| Work instructions |
Output as a JSON list of strings every line from the line containing "[segment] calm water" through the last line of the entries, both included, one string per line and blank lines omitted.
____________________
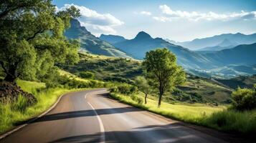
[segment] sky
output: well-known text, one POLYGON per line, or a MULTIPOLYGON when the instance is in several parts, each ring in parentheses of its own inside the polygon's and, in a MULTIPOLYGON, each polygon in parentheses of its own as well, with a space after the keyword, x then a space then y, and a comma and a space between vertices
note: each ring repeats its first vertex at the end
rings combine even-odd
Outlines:
POLYGON ((227 33, 256 33, 255 0, 53 0, 57 10, 72 5, 92 34, 133 39, 141 31, 152 37, 191 41, 227 33))

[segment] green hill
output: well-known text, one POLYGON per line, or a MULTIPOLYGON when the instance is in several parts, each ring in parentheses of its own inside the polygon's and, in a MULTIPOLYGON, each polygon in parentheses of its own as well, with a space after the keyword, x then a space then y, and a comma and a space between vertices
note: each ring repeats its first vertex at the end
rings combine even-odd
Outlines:
MULTIPOLYGON (((80 53, 80 61, 75 65, 62 65, 61 68, 79 75, 82 72, 90 72, 95 79, 103 81, 133 84, 133 79, 142 74, 140 61, 125 58, 98 56, 80 53)), ((231 89, 207 78, 187 74, 186 82, 172 94, 168 93, 168 102, 230 102, 231 89)))
POLYGON ((252 88, 253 84, 256 84, 256 74, 252 76, 240 76, 229 79, 216 79, 232 89, 237 87, 252 88))

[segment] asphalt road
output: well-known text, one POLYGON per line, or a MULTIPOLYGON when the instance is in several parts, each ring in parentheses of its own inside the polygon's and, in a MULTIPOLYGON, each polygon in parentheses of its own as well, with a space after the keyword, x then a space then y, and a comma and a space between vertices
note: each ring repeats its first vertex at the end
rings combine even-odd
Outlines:
POLYGON ((225 142, 107 93, 101 89, 67 94, 47 114, 0 142, 225 142))

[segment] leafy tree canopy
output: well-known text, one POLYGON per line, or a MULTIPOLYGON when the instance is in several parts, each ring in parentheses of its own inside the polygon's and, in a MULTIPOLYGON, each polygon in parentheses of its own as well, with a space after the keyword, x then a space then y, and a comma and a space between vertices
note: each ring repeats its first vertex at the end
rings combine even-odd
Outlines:
MULTIPOLYGON (((0 0, 0 65, 4 80, 42 79, 54 65, 79 60, 77 40, 63 36, 74 6, 56 11, 50 0, 0 0)), ((51 72, 52 71, 52 72, 51 72)))
POLYGON ((146 52, 143 66, 151 83, 158 90, 158 107, 163 94, 167 90, 182 84, 185 72, 176 64, 176 58, 167 49, 157 49, 146 52))

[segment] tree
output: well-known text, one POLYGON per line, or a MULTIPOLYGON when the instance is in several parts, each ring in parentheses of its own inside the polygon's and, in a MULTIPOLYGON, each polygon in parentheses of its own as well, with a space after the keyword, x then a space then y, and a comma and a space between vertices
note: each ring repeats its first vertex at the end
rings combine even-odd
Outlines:
POLYGON ((145 104, 147 104, 147 96, 151 92, 151 87, 148 81, 143 77, 138 77, 135 82, 138 89, 145 94, 145 104))
POLYGON ((146 52, 143 66, 147 78, 158 91, 158 107, 164 93, 186 79, 185 72, 177 65, 175 55, 166 48, 146 52))
POLYGON ((63 36, 72 18, 71 6, 56 11, 51 0, 0 0, 0 67, 5 81, 47 77, 58 64, 77 62, 77 40, 63 36))
POLYGON ((94 79, 94 74, 90 72, 84 71, 79 73, 79 76, 85 79, 94 79))

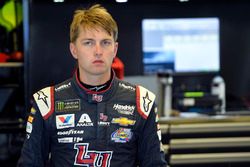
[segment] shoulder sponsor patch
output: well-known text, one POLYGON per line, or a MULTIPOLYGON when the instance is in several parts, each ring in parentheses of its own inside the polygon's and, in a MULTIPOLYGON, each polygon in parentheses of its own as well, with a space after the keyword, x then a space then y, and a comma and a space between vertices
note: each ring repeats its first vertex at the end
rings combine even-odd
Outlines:
POLYGON ((47 87, 36 92, 33 97, 44 119, 54 111, 54 87, 47 87))
POLYGON ((139 114, 147 119, 155 101, 155 94, 142 86, 136 86, 136 105, 139 114))
POLYGON ((75 127, 75 114, 65 114, 56 116, 56 128, 70 128, 75 127))

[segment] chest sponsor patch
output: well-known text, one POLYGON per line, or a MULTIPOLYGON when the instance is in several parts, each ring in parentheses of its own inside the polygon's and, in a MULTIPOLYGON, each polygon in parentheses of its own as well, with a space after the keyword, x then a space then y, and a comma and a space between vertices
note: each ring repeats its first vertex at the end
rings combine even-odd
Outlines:
POLYGON ((111 140, 116 143, 127 143, 132 138, 131 129, 119 128, 111 134, 111 140))
POLYGON ((131 120, 125 117, 120 117, 120 118, 113 118, 112 123, 119 124, 121 126, 129 126, 129 125, 134 125, 135 120, 131 120))
POLYGON ((75 114, 64 114, 56 116, 56 128, 70 128, 75 127, 75 114))
POLYGON ((133 115, 134 110, 135 110, 135 106, 114 104, 113 109, 118 111, 118 113, 120 113, 120 114, 133 115))
POLYGON ((56 101, 55 102, 55 111, 60 112, 68 112, 68 111, 80 111, 80 99, 70 99, 64 101, 56 101))
POLYGON ((93 126, 94 123, 91 121, 88 114, 82 114, 79 119, 77 126, 93 126))
POLYGON ((74 145, 77 150, 74 165, 86 167, 110 167, 113 151, 89 150, 89 143, 74 145))

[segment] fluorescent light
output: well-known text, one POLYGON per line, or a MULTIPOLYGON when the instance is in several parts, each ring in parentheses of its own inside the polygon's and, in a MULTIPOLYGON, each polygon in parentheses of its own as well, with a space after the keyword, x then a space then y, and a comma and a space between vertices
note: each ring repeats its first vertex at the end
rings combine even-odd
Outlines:
POLYGON ((55 3, 57 2, 64 2, 64 0, 53 0, 55 3))
POLYGON ((115 0, 116 2, 118 3, 125 3, 125 2, 128 2, 128 0, 115 0))

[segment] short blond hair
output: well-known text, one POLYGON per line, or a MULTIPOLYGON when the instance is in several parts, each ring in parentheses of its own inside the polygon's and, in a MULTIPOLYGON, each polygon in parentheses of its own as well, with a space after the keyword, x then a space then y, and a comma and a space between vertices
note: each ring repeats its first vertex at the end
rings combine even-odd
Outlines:
POLYGON ((80 27, 83 29, 103 28, 113 36, 118 38, 118 27, 111 14, 100 4, 91 6, 88 9, 75 10, 72 23, 70 25, 70 42, 75 42, 78 38, 80 27))

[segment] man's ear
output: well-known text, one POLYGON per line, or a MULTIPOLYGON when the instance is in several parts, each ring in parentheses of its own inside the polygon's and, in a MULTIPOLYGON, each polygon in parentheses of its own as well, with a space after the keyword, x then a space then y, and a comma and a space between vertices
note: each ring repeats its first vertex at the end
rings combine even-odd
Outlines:
POLYGON ((69 49, 70 49, 70 52, 72 54, 72 56, 77 59, 77 51, 76 51, 76 46, 74 43, 70 42, 69 44, 69 49))
POLYGON ((115 42, 115 47, 114 47, 114 57, 116 57, 116 54, 117 54, 117 51, 118 51, 118 42, 115 42))

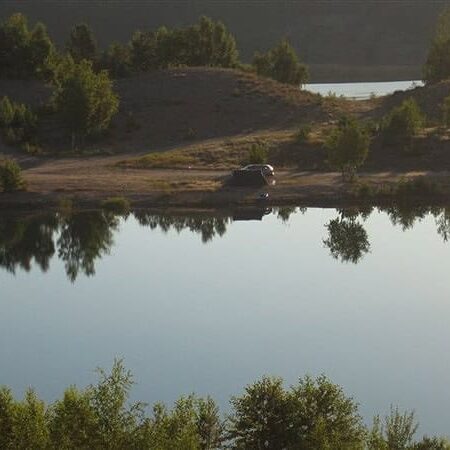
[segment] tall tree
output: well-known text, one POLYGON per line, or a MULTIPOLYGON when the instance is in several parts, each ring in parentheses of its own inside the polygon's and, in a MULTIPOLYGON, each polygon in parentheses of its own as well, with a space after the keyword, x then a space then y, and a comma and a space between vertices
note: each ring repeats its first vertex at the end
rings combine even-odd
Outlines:
POLYGON ((55 94, 64 125, 72 134, 72 145, 85 136, 106 130, 119 107, 119 98, 107 71, 95 73, 86 60, 68 68, 55 94))

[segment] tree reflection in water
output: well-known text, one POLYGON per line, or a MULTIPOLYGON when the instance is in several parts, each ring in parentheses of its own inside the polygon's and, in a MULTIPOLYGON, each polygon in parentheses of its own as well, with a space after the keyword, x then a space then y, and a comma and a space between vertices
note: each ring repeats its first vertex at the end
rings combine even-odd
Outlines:
POLYGON ((323 243, 333 258, 357 264, 369 252, 369 237, 359 217, 366 220, 370 213, 371 210, 341 210, 339 217, 326 225, 328 238, 323 243))
MULTIPOLYGON (((370 251, 364 222, 372 211, 372 208, 338 210, 337 217, 325 225, 328 235, 323 244, 333 258, 357 264, 370 251)), ((388 207, 378 211, 387 214, 392 224, 403 231, 431 215, 443 241, 450 239, 450 208, 388 207)), ((289 223, 293 214, 305 212, 302 208, 277 208, 273 216, 283 223, 289 223)), ((224 236, 234 220, 240 220, 241 217, 245 220, 249 220, 249 217, 261 220, 266 214, 265 209, 258 214, 253 209, 251 214, 243 214, 241 210, 239 214, 221 215, 171 215, 137 211, 134 217, 141 226, 151 230, 159 229, 164 233, 188 230, 199 234, 202 242, 208 243, 224 236)), ((106 211, 2 216, 0 267, 15 274, 18 269, 30 271, 34 263, 46 272, 51 259, 57 255, 72 282, 76 281, 79 274, 92 276, 95 274, 96 262, 114 246, 114 235, 119 230, 121 220, 126 220, 126 217, 121 218, 106 211)))

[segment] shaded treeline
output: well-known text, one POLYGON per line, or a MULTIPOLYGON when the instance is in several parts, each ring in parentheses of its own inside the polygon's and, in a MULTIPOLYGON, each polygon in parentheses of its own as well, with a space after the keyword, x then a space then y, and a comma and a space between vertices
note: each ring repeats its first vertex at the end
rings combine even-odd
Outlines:
MULTIPOLYGON (((426 217, 433 217, 436 231, 447 242, 450 239, 450 208, 392 206, 388 208, 342 209, 326 224, 323 245, 330 255, 343 262, 357 264, 369 251, 370 240, 364 222, 373 211, 388 215, 394 226, 411 229, 426 217)), ((169 215, 136 211, 137 222, 150 230, 164 233, 189 231, 198 234, 203 243, 222 237, 236 220, 261 220, 270 210, 240 211, 233 215, 169 215)), ((286 207, 274 211, 283 223, 292 214, 306 209, 286 207)), ((27 216, 4 215, 0 218, 0 267, 16 273, 30 271, 33 264, 46 272, 56 256, 64 263, 67 277, 75 282, 80 274, 95 274, 95 264, 109 254, 121 220, 128 214, 110 211, 69 212, 27 216)))
POLYGON ((122 361, 101 369, 96 385, 70 387, 45 404, 35 391, 23 400, 0 388, 2 449, 152 450, 448 450, 445 439, 416 440, 414 413, 391 406, 366 426, 358 404, 327 377, 306 376, 286 388, 263 377, 230 400, 227 417, 211 397, 181 397, 173 408, 129 402, 134 384, 122 361))
POLYGON ((409 66, 409 76, 418 77, 434 23, 446 4, 445 0, 266 0, 257 4, 251 0, 24 0, 1 2, 0 17, 23 12, 47 23, 60 43, 75 23, 86 22, 106 48, 113 41, 126 42, 136 29, 185 26, 205 14, 227 24, 245 61, 287 36, 311 65, 409 66))

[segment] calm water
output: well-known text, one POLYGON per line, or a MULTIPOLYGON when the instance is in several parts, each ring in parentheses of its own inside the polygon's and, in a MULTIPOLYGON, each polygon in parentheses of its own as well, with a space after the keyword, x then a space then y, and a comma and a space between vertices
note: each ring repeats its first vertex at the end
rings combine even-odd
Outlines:
POLYGON ((226 408, 325 373, 448 434, 450 209, 265 212, 0 218, 0 384, 52 400, 120 356, 135 398, 226 408))
POLYGON ((337 95, 355 100, 367 100, 371 96, 393 94, 395 91, 406 91, 422 86, 421 81, 388 81, 376 83, 314 83, 307 84, 305 89, 321 95, 337 95))

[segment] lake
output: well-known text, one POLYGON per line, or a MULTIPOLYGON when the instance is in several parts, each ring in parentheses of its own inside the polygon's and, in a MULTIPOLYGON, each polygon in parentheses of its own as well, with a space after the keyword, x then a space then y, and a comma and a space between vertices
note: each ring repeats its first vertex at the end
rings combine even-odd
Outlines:
POLYGON ((133 397, 326 374, 370 422, 450 423, 450 209, 0 218, 0 384, 48 401, 123 357, 133 397))
POLYGON ((373 83, 313 83, 305 85, 304 89, 320 95, 336 95, 354 100, 367 100, 372 96, 380 97, 393 94, 396 91, 407 91, 423 86, 422 81, 387 81, 373 83))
____________________
| Output for this task |
[
  "[segment] calm water",
  "output: well-known text, one POLYGON per line, or a MULTIPOLYGON when the instance is in several parts, each ring in parentheses of its own inside the polygon's and, in a MULTIPOLYGON, each polygon in parentheses of its own as well, with a space after the keyword, x then a space then y, and a comma and a space between vertices",
  "note: each ring repeats its first vertex at the end",
  "rings combine even-odd",
  "Outlines:",
  "POLYGON ((226 408, 325 373, 448 434, 450 209, 265 212, 0 218, 0 384, 52 400, 120 356, 135 398, 226 408))",
  "POLYGON ((337 95, 355 100, 367 100, 371 96, 393 94, 395 91, 406 91, 422 86, 421 81, 388 81, 376 83, 314 83, 307 84, 305 89, 321 95, 337 95))",
  "[segment] lake",
  "output: well-known text, one POLYGON per line, or a MULTIPOLYGON when the instance is in several parts, each ring in parentheses of its own inside the polygon's and, in a MULTIPOLYGON, each polygon in parentheses of its own as well, with a space after the keyword, x then a space then y, and a comma and a space between vertices",
  "note: each ring repeats its first vertex at the end",
  "rings combine even-odd",
  "Outlines:",
  "POLYGON ((133 397, 326 374, 370 422, 450 423, 450 209, 0 218, 0 384, 48 401, 123 357, 133 397))",
  "POLYGON ((373 83, 313 83, 305 85, 304 89, 320 95, 336 95, 354 100, 367 100, 372 96, 380 97, 393 94, 396 91, 407 91, 423 86, 422 81, 387 81, 373 83))"
]